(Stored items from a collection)

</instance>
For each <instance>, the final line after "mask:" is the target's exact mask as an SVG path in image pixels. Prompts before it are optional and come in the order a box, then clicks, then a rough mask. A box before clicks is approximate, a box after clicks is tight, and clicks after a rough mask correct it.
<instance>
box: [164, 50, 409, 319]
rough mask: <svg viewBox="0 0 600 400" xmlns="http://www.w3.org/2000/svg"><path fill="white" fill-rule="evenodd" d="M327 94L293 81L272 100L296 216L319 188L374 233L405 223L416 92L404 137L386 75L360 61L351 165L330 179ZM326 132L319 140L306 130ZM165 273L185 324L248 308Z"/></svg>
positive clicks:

About this task: The response must consist of all the data, reproduced without alteration.

Solution:
</instance>
For each <instance>, the final line after "mask:" is the target's exact mask as an SVG path in image pixels. Prompts before it are optional and come in the order a box, then clicks, then a rough mask. A box before clicks is approximate, a box after clicks is tight, and clicks after a rough mask correct it.
<instance>
box: [164, 50, 409, 319]
rough mask: <svg viewBox="0 0 600 400" xmlns="http://www.w3.org/2000/svg"><path fill="white" fill-rule="evenodd" d="M327 94L293 81L272 100L296 216L319 188L374 233L405 223L416 92L404 137L386 75L360 61L351 165L330 179ZM326 132L319 140L306 130ZM165 273L185 324L248 308Z"/></svg>
positive clicks:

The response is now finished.